Assigned task =>
All entries below must be given again word for word.

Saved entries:
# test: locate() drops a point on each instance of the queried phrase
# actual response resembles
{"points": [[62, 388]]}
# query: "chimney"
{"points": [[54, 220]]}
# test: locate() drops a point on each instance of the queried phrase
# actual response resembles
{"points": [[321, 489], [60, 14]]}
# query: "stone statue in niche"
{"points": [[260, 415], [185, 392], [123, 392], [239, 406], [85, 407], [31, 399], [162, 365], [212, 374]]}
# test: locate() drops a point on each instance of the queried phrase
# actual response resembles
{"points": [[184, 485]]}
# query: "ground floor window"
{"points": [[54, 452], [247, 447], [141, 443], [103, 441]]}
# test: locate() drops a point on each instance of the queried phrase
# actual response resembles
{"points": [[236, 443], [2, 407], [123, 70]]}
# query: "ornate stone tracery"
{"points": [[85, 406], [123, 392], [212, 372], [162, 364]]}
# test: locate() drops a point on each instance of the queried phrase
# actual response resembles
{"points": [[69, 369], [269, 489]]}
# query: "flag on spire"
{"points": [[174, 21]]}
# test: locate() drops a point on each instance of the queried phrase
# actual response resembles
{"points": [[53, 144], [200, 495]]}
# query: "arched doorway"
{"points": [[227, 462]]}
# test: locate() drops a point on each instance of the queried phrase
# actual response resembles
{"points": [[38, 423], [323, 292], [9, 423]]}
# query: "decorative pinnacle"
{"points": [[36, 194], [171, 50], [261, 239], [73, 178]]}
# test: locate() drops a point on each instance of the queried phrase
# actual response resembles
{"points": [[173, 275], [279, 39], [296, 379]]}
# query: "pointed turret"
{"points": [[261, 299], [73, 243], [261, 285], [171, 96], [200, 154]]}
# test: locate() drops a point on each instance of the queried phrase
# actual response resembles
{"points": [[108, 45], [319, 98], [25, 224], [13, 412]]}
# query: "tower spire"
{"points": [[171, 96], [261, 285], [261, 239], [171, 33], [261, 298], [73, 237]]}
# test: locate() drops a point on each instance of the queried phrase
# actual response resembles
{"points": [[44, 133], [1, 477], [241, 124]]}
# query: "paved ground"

Exercise response =>
# test: locate() drops a point on each instance of the queried phrase
# actual response resembles
{"points": [[62, 388]]}
# query: "chimney"
{"points": [[54, 220]]}
# test: locate() drops a point on each instance of the queried phrase
# actual response resembles
{"points": [[321, 489], [60, 14]]}
# query: "stone statue in niche"
{"points": [[260, 415], [185, 392], [123, 392], [239, 406], [85, 407], [31, 399], [162, 365], [212, 374]]}
# test: locate() drops a point on each instance of the queried phrase
# actual response resembles
{"points": [[184, 485]]}
# query: "ground floor window"
{"points": [[54, 452], [247, 447], [141, 443], [103, 441]]}
# test: locate() drops a point on each instance of the queried phrase
# actual response resembles
{"points": [[236, 443], [2, 407], [123, 70]]}
# query: "ornate stone tracery"
{"points": [[85, 406], [123, 392], [212, 372], [162, 364]]}
# test: locate() drops a point on each instance of the queried phrase
# actual response resembles
{"points": [[69, 369], [269, 489]]}
# query: "flag on spire"
{"points": [[174, 21]]}
# test: locate() drops a point on each instance of the queried phrase
# actual response resembles
{"points": [[53, 144], [200, 495]]}
# query: "arched doorway"
{"points": [[227, 462]]}
# test: locate() drops a point on each instance of the queried phrase
# actual response resembles
{"points": [[38, 423], [323, 292], [9, 423]]}
# query: "decorative pinnacle"
{"points": [[36, 194], [171, 50], [261, 239], [73, 178]]}
# test: locate() drops a point on each instance of the queried phrase
# actual response resembles
{"points": [[173, 275], [279, 39], [296, 379]]}
# query: "pointed turret"
{"points": [[261, 299], [73, 243], [261, 285], [171, 96], [200, 154]]}
# test: locate() drops a point on each instance of the queried phrase
# actual response resembles
{"points": [[108, 45], [319, 98], [25, 224], [13, 412]]}
# query: "tower spire"
{"points": [[171, 96], [261, 285], [261, 239], [171, 33], [261, 298], [73, 237]]}
# test: locate() drops a point on each instance of the queried phrase
# actual response resembles
{"points": [[44, 133], [1, 477], [241, 124]]}
# query: "paved ground"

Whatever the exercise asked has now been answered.